### Available records:
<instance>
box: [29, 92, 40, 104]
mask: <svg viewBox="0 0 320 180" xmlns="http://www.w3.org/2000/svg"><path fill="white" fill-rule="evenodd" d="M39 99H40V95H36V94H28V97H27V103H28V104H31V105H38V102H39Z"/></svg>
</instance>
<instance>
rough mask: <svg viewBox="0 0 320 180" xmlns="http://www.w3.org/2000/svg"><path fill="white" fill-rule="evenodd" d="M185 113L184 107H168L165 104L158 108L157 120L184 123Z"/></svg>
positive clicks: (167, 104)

* * *

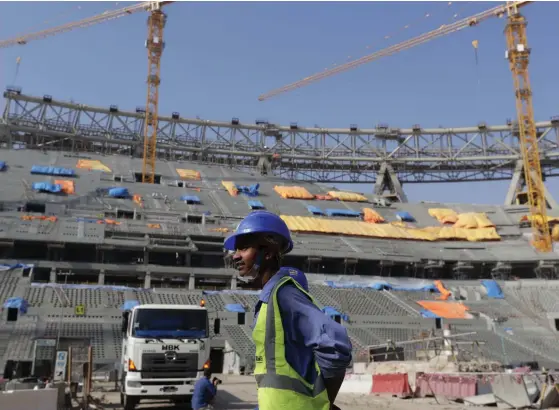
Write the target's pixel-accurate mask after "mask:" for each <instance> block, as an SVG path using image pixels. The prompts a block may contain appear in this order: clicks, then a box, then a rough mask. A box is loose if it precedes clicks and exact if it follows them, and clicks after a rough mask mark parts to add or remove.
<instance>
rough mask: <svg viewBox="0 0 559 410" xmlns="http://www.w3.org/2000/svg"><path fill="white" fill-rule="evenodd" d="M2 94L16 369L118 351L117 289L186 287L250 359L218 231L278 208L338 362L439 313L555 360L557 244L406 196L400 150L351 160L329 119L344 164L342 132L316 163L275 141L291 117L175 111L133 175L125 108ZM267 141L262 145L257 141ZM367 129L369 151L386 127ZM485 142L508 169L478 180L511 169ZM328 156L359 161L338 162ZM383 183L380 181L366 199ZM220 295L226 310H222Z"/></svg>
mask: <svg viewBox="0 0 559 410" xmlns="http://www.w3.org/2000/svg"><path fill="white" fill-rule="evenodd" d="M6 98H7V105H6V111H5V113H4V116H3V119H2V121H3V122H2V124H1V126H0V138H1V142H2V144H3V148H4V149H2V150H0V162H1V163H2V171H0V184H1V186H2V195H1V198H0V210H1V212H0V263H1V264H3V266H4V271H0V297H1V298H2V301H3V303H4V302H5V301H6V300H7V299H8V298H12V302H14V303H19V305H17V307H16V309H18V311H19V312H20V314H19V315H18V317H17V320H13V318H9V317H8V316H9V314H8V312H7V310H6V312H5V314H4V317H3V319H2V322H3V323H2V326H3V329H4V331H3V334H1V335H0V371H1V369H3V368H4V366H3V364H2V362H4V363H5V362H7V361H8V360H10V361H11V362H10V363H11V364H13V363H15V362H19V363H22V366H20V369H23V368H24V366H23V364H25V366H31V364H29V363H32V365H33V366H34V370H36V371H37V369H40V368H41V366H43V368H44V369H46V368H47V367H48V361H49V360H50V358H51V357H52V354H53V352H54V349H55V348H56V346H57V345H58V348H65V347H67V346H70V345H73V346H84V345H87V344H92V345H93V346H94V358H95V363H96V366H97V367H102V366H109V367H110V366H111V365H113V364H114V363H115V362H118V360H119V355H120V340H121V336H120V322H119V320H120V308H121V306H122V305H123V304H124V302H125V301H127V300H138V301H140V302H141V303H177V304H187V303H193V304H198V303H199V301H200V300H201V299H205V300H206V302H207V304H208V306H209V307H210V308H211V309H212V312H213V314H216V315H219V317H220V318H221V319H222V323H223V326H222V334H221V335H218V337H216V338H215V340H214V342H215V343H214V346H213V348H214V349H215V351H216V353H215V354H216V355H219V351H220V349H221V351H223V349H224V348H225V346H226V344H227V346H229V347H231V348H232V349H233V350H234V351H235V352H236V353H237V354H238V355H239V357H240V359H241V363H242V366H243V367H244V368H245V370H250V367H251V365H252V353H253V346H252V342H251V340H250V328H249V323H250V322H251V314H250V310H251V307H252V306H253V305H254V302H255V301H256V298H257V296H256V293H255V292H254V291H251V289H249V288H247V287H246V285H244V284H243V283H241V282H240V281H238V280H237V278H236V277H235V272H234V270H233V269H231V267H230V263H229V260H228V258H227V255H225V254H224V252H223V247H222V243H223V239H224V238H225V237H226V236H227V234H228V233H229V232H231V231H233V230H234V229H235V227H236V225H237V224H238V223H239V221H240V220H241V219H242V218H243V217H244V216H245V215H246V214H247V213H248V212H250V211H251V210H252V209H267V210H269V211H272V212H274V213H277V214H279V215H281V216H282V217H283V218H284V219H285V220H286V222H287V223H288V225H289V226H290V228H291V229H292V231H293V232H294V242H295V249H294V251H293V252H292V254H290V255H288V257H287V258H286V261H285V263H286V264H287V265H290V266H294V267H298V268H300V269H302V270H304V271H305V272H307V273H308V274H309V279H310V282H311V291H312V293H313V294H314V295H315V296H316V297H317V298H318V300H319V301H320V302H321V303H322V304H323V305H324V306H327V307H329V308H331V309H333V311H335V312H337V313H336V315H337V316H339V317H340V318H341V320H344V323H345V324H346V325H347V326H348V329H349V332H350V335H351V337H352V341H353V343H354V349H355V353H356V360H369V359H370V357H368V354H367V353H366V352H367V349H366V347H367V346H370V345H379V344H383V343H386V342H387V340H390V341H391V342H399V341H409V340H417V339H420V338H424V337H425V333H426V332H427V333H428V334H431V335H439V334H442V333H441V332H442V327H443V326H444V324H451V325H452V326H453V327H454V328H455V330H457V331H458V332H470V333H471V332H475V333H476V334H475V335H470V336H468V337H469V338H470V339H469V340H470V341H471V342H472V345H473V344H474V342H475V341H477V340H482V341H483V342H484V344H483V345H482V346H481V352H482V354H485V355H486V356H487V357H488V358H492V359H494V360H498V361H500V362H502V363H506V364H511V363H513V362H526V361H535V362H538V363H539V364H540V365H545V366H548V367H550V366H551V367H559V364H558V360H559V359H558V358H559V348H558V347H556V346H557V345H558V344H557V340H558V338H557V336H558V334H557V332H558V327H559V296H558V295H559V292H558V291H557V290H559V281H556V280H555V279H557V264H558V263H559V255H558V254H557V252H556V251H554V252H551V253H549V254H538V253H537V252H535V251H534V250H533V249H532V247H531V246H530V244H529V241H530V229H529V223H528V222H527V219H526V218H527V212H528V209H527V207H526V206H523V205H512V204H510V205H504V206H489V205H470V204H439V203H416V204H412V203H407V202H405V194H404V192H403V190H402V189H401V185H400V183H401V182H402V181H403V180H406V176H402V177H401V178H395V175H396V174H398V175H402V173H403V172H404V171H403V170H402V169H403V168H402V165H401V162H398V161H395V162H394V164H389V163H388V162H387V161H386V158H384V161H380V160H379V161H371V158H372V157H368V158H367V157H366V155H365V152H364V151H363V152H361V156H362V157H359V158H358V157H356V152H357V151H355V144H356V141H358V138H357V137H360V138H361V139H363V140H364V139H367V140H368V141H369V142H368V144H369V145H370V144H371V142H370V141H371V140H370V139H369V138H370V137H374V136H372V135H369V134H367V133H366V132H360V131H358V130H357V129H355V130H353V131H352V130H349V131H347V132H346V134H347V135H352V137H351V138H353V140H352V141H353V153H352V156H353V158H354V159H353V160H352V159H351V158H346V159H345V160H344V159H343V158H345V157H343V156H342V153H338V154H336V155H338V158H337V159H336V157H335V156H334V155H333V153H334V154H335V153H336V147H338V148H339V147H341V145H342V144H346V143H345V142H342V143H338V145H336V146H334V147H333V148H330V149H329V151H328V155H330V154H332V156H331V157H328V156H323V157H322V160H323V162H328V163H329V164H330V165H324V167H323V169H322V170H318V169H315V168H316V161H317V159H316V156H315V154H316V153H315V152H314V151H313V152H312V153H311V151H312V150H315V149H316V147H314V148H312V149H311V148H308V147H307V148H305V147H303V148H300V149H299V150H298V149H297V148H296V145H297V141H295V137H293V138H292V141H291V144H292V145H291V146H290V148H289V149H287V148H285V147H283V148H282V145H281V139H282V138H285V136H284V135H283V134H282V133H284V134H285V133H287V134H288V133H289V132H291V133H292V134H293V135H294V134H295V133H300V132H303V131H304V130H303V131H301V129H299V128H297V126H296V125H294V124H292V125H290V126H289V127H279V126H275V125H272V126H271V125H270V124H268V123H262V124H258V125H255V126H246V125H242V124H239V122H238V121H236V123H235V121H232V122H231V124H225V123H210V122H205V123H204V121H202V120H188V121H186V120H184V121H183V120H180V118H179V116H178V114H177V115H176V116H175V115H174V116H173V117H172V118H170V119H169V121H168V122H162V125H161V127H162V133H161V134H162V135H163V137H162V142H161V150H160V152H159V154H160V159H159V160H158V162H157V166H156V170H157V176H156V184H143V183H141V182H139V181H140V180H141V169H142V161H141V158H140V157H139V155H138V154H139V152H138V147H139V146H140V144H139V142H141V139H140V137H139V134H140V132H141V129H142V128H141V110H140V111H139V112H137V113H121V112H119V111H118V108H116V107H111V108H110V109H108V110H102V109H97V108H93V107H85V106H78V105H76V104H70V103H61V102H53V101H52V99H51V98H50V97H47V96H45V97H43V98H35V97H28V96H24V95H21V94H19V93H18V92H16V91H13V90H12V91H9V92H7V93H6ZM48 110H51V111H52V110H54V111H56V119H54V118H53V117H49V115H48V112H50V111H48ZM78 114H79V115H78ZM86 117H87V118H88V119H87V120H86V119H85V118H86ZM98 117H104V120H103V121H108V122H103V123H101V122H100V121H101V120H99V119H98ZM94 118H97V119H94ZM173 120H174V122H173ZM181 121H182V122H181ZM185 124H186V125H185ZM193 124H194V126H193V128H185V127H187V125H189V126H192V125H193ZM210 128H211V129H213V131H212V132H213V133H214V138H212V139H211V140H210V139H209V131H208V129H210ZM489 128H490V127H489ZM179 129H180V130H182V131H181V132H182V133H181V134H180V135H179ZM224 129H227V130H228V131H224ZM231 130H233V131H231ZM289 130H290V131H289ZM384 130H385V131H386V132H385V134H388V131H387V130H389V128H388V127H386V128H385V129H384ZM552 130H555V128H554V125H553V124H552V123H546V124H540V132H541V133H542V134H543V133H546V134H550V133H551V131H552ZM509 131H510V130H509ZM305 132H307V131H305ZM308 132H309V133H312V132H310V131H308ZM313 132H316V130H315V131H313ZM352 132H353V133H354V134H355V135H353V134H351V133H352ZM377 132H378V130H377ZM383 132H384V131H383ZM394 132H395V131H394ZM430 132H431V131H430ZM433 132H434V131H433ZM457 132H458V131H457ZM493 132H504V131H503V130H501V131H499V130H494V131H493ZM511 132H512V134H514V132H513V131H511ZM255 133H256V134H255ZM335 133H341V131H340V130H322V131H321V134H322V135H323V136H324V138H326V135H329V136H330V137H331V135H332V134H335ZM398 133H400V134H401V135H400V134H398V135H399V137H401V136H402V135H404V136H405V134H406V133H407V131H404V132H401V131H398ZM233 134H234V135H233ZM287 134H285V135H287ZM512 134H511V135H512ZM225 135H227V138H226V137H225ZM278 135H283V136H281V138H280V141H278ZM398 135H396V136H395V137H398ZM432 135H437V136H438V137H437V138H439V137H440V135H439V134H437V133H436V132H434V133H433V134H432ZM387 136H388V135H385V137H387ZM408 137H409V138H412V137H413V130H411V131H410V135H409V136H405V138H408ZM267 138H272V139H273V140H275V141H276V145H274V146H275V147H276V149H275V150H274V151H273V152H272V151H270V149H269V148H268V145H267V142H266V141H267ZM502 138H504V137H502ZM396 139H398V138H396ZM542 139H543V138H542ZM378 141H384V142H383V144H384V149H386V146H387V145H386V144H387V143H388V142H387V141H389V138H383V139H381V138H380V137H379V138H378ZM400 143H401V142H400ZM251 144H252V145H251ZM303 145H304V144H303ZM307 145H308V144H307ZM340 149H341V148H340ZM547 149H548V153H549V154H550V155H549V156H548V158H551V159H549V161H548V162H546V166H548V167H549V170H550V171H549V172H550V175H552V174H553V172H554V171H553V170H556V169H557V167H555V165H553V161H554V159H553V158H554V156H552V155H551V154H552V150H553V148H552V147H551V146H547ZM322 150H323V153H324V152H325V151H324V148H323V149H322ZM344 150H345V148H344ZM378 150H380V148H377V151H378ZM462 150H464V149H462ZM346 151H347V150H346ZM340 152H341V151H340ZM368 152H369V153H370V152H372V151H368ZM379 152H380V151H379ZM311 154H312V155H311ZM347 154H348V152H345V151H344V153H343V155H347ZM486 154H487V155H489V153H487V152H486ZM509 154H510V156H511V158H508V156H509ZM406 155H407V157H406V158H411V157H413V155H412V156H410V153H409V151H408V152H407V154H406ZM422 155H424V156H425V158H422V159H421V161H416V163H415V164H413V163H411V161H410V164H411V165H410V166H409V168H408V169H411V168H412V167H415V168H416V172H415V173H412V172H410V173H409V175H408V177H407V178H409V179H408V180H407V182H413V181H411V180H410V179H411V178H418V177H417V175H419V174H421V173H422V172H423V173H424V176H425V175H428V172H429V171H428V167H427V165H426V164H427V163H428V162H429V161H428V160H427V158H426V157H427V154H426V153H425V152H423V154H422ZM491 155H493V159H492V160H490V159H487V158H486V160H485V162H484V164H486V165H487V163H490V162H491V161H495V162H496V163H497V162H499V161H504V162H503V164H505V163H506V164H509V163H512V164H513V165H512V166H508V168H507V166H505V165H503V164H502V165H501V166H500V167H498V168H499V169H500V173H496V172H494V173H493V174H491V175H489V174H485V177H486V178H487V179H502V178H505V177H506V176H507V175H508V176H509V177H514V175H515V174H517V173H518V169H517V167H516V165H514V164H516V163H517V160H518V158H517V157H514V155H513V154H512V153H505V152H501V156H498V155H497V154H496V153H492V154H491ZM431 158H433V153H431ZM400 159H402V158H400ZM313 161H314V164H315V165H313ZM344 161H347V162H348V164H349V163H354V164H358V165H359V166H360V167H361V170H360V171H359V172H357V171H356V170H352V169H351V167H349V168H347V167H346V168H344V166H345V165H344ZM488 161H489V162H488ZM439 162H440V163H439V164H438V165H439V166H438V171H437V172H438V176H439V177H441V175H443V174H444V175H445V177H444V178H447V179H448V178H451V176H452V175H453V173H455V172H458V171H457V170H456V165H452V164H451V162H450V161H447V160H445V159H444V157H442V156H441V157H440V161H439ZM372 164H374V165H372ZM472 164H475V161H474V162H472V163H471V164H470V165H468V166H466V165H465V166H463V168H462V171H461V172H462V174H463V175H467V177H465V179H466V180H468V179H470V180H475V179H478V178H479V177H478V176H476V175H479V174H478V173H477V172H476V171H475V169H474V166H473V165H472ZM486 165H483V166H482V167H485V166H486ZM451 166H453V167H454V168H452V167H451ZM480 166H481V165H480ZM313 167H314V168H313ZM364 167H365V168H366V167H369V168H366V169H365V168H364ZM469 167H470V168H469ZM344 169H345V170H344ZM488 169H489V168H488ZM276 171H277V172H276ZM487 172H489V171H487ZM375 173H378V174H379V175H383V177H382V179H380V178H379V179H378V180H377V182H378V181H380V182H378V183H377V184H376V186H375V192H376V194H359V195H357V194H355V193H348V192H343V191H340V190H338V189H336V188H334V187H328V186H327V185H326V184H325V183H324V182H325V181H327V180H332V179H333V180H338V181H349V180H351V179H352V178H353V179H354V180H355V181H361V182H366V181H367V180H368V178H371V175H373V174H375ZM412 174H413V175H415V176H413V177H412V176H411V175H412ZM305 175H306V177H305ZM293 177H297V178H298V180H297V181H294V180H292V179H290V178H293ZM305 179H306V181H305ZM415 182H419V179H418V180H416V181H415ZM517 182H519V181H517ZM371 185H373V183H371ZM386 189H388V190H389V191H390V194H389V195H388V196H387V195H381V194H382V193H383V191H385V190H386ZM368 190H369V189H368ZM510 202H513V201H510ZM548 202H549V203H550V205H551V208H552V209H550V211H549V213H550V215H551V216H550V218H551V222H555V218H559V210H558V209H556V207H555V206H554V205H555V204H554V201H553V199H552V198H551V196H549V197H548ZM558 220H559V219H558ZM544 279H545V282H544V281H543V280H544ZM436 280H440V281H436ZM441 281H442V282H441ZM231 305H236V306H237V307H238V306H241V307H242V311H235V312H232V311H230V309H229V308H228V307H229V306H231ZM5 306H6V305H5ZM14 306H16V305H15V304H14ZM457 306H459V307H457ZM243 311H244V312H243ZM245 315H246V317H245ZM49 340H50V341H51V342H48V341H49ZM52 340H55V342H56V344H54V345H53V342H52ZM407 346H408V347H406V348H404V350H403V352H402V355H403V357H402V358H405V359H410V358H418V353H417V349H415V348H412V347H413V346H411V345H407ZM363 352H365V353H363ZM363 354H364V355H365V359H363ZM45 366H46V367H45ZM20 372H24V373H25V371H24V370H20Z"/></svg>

* * *

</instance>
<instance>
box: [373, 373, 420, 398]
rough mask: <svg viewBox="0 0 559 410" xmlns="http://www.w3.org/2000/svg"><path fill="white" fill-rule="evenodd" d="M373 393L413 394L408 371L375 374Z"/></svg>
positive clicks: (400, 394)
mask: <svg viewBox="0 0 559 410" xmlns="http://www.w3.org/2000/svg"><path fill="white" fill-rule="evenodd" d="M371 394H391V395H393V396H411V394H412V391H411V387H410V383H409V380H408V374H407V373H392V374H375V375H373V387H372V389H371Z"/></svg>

### Action item:
Could you restate word for word the lines above from the one containing "113L184 107H168L165 104L158" through the one containing "positive clicks: (167, 104)", both included, and nothing else?

### Reply:
rough mask: <svg viewBox="0 0 320 180" xmlns="http://www.w3.org/2000/svg"><path fill="white" fill-rule="evenodd" d="M185 113L184 107H168L165 104L158 108L157 120L184 123Z"/></svg>
positive clicks: (167, 104)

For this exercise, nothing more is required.